··· Source material ···

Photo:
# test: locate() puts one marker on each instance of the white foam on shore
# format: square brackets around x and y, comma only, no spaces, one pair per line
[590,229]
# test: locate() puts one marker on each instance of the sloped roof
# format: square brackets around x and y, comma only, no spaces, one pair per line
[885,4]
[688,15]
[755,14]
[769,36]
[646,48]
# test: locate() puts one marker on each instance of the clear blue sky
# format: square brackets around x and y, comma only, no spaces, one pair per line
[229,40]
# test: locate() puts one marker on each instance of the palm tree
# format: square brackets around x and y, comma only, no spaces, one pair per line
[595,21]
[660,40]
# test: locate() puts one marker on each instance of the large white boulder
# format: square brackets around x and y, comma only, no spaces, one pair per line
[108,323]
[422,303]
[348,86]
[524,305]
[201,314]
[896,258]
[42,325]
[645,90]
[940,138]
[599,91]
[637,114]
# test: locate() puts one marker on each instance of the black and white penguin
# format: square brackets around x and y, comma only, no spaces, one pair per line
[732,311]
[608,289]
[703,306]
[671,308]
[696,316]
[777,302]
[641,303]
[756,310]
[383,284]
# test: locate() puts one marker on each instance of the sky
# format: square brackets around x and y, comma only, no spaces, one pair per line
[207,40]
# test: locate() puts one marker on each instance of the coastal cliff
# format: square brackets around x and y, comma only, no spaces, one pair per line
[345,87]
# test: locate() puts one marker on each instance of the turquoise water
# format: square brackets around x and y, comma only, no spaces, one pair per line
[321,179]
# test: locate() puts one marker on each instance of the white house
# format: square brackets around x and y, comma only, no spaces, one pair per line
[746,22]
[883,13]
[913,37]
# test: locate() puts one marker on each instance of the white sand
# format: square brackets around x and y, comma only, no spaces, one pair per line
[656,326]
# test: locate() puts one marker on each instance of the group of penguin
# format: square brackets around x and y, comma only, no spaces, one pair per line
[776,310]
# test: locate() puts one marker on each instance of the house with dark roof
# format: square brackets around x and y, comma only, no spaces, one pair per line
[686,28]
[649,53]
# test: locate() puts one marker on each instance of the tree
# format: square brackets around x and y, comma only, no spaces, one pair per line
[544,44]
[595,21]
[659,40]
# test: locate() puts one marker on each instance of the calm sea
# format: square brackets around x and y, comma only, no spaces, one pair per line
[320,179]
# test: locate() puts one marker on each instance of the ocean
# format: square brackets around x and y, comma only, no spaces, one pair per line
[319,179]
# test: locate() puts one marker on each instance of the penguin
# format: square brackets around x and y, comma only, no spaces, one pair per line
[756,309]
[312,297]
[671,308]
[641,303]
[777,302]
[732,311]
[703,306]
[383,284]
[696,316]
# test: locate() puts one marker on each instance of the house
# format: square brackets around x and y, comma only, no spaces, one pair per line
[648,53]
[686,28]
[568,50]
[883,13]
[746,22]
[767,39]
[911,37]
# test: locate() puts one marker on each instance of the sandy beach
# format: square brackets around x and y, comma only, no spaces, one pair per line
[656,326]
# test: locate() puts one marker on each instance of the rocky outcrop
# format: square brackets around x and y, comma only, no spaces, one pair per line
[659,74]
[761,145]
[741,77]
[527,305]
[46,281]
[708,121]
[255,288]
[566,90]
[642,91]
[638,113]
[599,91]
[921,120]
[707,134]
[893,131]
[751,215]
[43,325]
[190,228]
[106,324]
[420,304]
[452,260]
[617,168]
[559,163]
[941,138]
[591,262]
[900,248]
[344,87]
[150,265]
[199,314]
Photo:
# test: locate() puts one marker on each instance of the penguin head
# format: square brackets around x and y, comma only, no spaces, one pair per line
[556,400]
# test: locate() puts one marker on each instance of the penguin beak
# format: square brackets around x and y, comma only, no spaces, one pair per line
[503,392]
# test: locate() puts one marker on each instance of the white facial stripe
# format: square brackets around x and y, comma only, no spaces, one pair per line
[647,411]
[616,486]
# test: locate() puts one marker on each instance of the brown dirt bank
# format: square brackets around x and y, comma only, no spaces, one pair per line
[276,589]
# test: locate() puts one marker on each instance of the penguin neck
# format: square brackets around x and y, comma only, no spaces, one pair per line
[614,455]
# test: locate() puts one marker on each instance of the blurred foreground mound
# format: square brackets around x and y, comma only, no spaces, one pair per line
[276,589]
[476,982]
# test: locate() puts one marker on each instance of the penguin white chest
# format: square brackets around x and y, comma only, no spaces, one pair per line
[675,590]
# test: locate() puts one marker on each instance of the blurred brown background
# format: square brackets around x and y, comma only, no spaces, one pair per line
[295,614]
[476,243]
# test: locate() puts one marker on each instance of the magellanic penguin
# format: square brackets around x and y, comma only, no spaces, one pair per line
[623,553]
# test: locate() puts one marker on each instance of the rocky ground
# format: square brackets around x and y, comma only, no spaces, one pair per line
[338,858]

···

▶ **Exercise details**
The reply should hold only the lines from the beginning of the listing to the line with "large white boulder", both ends included, unchanged.

▶ **Written reply**
Photo:
# test: locate() puts one marker on each instance of the white foam on shore
# format: square brackets around x and y, comma only, no spaces, one pair per line
[590,229]
# test: locate() puts one marker on each instance of the sloped roof
# format: square brackets around x and y, comma only, no spaces, one pair per line
[885,4]
[688,15]
[755,14]
[769,36]
[646,48]
# test: locate() puts one marker on each instance of the clear blue sky
# format: square brackets around x and y, comma only, no spaces, one pair per line
[229,40]
# test: locate() puts one marker on each instance of the palm tree
# format: square brackets around x and y, comma only, no spaces, one pair per line
[595,21]
[660,40]
# test: locate() puts one marker on each instance of the large white boulder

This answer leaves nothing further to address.